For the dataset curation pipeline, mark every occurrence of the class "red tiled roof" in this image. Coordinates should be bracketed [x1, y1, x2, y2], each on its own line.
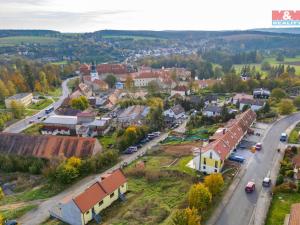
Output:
[289, 203, 300, 225]
[173, 85, 188, 92]
[72, 169, 127, 213]
[0, 133, 100, 159]
[73, 183, 107, 213]
[292, 154, 300, 168]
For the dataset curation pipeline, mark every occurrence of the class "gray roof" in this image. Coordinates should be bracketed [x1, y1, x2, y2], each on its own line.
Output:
[204, 105, 222, 113]
[171, 104, 185, 115]
[43, 115, 77, 125]
[240, 98, 265, 106]
[6, 93, 32, 100]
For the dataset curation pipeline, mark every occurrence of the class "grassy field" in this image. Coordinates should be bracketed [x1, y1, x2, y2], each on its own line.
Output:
[22, 123, 43, 135]
[48, 87, 62, 98]
[98, 133, 118, 150]
[266, 193, 300, 225]
[0, 204, 37, 220]
[0, 36, 59, 47]
[28, 99, 53, 110]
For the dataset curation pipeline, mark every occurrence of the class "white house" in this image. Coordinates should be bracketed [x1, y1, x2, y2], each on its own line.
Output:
[163, 104, 185, 120]
[203, 105, 222, 117]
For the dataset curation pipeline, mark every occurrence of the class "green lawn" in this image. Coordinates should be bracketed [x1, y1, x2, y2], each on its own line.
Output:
[266, 193, 300, 225]
[102, 35, 164, 40]
[22, 123, 43, 135]
[0, 204, 37, 220]
[48, 88, 62, 98]
[0, 36, 59, 47]
[98, 133, 118, 150]
[28, 99, 53, 110]
[24, 109, 39, 117]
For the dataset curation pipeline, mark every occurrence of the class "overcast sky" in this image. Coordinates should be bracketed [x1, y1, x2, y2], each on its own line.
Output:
[0, 0, 299, 32]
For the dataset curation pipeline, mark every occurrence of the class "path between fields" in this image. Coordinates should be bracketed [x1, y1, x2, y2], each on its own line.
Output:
[0, 199, 45, 211]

◆ **Instructions to follow**
Copy the records above exactly, omitting every picture.

◆ **Result**
For the dataset curation pipeline, mark every occurrence of the class "red tiled roof" in this image. Coordinates should be bracketed [x1, y1, x2, y2], each on its own line.
Output:
[289, 203, 300, 225]
[173, 85, 188, 92]
[72, 169, 127, 213]
[0, 133, 100, 159]
[73, 183, 107, 213]
[292, 154, 300, 168]
For the dataset curation pipeline, mark every occurrence of the class "gray roof" in this image. Coordinates should be bracketed [x1, y1, x2, y2], each on its own line.
Output:
[204, 105, 222, 113]
[171, 104, 185, 115]
[43, 115, 77, 125]
[240, 98, 265, 106]
[6, 93, 32, 100]
For the dataset curation pipeline, mark every occurrence of the class "grassy field" in this image. Coordinates should be bracketed [x1, y1, x2, y2], each on its own line.
Output:
[22, 123, 43, 135]
[48, 87, 62, 98]
[98, 133, 118, 150]
[266, 193, 300, 225]
[0, 204, 37, 220]
[0, 36, 59, 47]
[28, 99, 53, 110]
For the dataset curation pipeline, mark every occurrence of the class "white house" in this image. Coordinates should be bracketed [x1, y1, x2, y2], each on its own line.
Output:
[163, 104, 185, 120]
[203, 105, 222, 117]
For the dataset curation pipeline, mark every occurrence of the class "green lawn" in this image. Coordinates should be bracketed [x1, y1, x2, y2], each on its own line.
Output:
[266, 193, 300, 225]
[102, 35, 164, 40]
[22, 123, 43, 135]
[0, 204, 37, 220]
[48, 88, 62, 98]
[0, 36, 59, 47]
[98, 133, 118, 150]
[28, 99, 53, 110]
[24, 109, 39, 117]
For the dataset curation pipeline, mark every occurrence of the class "overcast sky" in this image. Coordinates should be bracketed [x1, y1, x2, y2], each on its own line.
Output:
[0, 0, 299, 32]
For the dataset curation pipeline, mark every occurrence of the class "path between fields" in this image. Coordinates should be bracketed [x1, y1, x2, y2], each on its own line.
Output:
[0, 199, 45, 211]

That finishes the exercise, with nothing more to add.